Toward a connectivity gradient-based framework for reproducible biomarker discovery
Hong SJ., Xu T., Nikolaidis A., Smallwood J., Margulies DS., Bernhardt B., Vogelstein J., Milham MP.
Despite myriad demonstrations of feasibility, the high dimensionality of fMRI data remains a critical barrier to its utility for reproducible biomarker discovery. Recent efforts to address this challenge have capitalized on dimensionality reduction techniques applied to resting-state fMRI, identifying principal components of intrinsic connectivity which describe smooth transitions across different cortical systems, so called “connectivity gradients”. These gradients recapitulate neurocognitively meaningful organizational principles that are present in both human and primate brains, and also appear to differ among individuals and clinical populations. Here, we provide a critical assessment of the suitability of connectivity gradients for biomarker discovery. Using the Human Connectome Project (discovery subsample=209; two replication subsamples= 209 × 2) and the Midnight scan club (n = 9), we tested the following key biomarker traits – reliability, reproducibility and predictive validity – of functional gradients. In doing so, we systematically assessed the effects of three analytical settings, including i) dimensionality reduction algorithms (i.e., linear vs. non-linear methods), ii) input data types (i.e., raw time series, [un-]thresholded functional connectivity), and iii) amount of the data (resting-state fMRI time-series lengths). We found that the reproducibility of functional gradients across algorithms and subsamples is generally higher for those explaining more variances of whole-brain connectivity data, as well as those having higher reliability. Notably, among different analytical settings, a linear dimensionality reduction (principal component analysis in our study), more conservatively thresholded functional connectivity (e.g., 95–97%) and longer time-series data (at least ≥20mins) was found to be preferential conditions to obtain higher reliability. Those gradients with higher reliability were able to predict unseen phenotypic scores with a higher accuracy, highlighting reliability as a critical prerequisite for validity. Importantly, prediction accuracy with connectivity gradients exceeded that observed with more traditional edge-based connectivity measures, suggesting the added value of a low-dimensional and multivariate gradient approach. Finally, the present work highlights the importance and benefits of systematically exploring the parameter space for new imaging methods before widespread deployment.

Items from a dataset:
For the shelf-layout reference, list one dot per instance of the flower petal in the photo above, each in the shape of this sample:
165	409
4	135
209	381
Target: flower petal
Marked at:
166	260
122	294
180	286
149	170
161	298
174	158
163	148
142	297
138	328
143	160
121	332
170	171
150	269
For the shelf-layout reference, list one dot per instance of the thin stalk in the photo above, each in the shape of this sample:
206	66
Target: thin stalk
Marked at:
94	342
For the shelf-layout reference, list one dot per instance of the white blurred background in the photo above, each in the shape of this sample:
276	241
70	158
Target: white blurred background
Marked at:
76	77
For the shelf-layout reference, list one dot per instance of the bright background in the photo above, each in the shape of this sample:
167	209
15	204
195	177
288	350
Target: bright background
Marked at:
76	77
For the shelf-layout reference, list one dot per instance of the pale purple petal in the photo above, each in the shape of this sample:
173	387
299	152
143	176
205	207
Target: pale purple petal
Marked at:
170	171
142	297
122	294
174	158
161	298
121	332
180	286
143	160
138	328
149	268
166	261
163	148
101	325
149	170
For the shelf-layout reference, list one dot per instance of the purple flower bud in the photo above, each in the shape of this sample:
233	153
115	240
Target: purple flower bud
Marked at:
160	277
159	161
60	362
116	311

* * *

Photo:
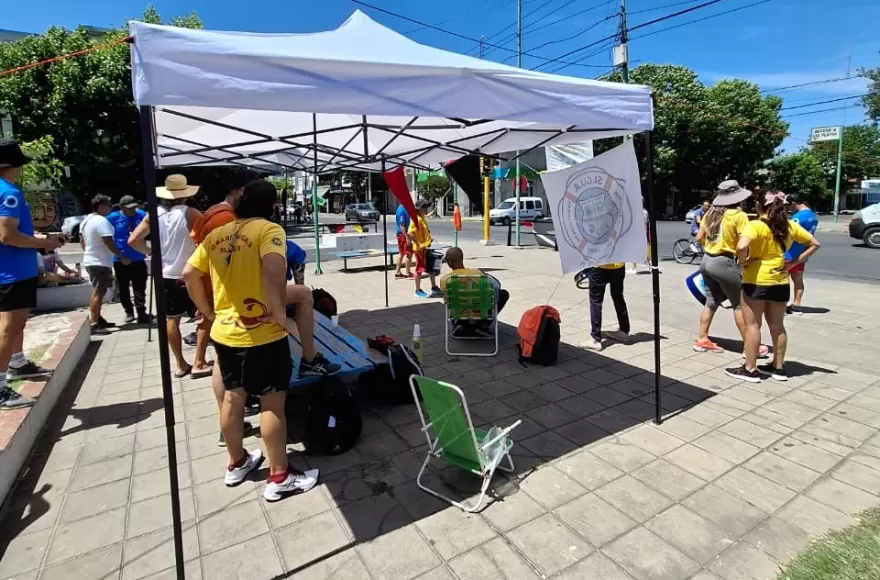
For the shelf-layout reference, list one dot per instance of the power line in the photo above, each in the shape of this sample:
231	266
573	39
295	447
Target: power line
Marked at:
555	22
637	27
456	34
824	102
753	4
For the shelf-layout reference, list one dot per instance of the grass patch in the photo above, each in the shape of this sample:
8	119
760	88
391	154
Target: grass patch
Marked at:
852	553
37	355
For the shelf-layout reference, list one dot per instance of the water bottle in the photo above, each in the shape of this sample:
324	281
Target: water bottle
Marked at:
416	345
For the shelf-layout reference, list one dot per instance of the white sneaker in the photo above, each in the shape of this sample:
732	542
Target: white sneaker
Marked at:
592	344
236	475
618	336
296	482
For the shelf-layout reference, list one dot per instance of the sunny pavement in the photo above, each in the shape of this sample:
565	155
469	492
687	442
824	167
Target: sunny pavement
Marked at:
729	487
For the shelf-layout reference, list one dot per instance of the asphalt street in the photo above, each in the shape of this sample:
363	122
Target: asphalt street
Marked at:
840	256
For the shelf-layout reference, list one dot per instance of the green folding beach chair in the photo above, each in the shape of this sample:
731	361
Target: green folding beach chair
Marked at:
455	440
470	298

ASSIGNED TASK A:
Answer these questions using the abstract on connectivity gradients:
(i) What sample size does it give for the Midnight scan club?
(ii) Which linear dimensionality reduction method did the study use?
(iii) What minimum resting-state time-series length does it name as a preferable condition for higher reliability?
ASSIGNED TASK B:
Reproduce the portion of the abstract on connectivity gradients starting at "Toward a connectivity" and ending at "J., Milham MP.".

YOUR SOLUTION A:
(i) n = 9
(ii) Principal component analysis
(iii) At least 20 minutes

YOUR SOLUTION B:
Toward a connectivity gradient-based framework for reproducible biomarker discovery
Hong SJ., Xu T., Nikolaidis A., Smallwood J., Margulies DS., Bernhardt B., Vogelstein J., Milham MP.